:: Supplied information
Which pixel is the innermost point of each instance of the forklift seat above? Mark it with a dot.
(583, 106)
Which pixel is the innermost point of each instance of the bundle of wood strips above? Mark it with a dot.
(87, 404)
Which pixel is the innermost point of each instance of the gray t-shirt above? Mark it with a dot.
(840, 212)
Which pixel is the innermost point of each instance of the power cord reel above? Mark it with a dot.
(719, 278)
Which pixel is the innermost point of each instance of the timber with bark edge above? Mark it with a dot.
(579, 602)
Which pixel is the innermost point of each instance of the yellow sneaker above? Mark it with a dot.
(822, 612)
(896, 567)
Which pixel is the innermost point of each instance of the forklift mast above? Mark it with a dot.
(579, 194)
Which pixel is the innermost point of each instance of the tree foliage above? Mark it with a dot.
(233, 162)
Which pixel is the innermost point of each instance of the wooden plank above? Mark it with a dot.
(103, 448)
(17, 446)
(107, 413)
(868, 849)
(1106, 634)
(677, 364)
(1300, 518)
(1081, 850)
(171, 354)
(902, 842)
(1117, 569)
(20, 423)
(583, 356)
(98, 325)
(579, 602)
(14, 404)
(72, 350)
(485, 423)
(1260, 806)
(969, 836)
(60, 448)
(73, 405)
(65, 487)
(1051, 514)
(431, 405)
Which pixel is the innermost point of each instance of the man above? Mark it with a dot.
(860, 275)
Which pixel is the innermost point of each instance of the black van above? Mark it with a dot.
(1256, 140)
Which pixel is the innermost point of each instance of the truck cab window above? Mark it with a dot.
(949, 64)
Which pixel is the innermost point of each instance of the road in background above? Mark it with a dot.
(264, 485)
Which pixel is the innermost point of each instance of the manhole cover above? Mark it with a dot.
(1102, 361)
::::
:: Supplied information
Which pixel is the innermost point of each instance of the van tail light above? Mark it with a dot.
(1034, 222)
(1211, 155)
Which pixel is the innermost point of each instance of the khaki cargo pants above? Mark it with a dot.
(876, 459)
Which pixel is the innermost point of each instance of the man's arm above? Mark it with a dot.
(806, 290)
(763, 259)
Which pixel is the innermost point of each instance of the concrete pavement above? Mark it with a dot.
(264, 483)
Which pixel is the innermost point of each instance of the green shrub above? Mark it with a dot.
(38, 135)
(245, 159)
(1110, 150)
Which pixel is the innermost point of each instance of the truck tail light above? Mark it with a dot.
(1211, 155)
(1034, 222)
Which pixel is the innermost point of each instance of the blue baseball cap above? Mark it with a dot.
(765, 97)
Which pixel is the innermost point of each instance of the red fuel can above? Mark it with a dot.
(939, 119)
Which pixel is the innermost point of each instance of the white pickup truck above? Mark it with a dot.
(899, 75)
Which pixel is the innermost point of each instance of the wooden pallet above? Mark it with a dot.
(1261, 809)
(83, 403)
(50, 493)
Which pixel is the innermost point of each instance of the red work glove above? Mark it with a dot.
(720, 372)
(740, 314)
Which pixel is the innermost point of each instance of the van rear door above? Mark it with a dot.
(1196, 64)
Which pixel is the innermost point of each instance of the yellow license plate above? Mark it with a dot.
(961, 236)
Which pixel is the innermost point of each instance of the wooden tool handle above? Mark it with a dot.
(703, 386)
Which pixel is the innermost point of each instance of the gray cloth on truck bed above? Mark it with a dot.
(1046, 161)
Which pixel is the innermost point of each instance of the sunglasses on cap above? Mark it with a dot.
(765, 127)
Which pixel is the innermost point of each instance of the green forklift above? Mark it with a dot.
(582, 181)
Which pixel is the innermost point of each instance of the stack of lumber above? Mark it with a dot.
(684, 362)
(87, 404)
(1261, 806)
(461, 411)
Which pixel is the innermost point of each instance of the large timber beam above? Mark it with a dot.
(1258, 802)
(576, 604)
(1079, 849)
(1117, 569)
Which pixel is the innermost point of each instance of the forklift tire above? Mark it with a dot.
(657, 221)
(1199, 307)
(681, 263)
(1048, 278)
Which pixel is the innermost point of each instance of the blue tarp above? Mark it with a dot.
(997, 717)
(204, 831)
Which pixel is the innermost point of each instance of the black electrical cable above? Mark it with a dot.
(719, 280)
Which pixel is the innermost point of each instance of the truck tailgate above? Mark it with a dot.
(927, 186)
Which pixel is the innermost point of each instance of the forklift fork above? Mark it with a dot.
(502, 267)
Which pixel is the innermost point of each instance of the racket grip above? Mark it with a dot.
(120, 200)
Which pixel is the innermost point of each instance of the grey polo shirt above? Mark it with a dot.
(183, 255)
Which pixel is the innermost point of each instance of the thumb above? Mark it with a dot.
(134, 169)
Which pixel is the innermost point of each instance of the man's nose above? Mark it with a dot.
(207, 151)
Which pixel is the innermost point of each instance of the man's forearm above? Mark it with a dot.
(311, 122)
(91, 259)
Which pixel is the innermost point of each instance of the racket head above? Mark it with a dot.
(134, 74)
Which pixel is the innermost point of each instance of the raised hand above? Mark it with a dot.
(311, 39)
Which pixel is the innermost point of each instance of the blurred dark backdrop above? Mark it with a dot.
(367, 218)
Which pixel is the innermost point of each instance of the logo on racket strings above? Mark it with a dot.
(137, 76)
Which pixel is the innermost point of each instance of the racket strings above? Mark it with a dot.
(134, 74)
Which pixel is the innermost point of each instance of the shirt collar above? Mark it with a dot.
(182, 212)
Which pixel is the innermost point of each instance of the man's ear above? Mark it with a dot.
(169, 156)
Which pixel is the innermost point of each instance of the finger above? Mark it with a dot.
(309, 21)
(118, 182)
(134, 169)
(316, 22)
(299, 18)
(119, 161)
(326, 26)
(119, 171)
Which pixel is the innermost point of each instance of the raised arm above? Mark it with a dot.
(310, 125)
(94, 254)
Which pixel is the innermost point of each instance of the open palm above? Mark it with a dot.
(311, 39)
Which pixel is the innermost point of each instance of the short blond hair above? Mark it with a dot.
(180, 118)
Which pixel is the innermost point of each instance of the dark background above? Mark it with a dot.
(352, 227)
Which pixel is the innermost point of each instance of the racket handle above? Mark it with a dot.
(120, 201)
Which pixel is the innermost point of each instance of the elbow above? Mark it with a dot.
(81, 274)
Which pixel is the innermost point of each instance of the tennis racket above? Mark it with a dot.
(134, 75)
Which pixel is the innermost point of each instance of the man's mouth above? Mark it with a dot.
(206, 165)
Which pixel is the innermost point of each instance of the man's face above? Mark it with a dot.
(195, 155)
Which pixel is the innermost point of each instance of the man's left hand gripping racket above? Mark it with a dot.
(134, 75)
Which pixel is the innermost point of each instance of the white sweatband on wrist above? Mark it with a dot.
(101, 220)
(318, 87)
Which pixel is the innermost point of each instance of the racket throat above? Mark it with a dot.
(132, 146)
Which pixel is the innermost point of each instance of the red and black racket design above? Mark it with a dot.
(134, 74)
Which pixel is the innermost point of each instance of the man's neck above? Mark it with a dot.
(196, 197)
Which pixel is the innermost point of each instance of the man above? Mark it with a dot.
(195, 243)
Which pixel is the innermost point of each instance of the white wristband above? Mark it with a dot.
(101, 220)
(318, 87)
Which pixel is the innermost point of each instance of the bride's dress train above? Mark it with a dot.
::::
Exercise requirements: Rewrite everything from the line containing "cover above? Mark it with a dot." down to the line containing "(1102, 361)", putting "drain grate" in place of "manhole cover" and keeping all else unchanged.

Exercise answer:
Which pixel is the innermost point of each instance of the drain grate above? Mark it with a dot.
(1102, 361)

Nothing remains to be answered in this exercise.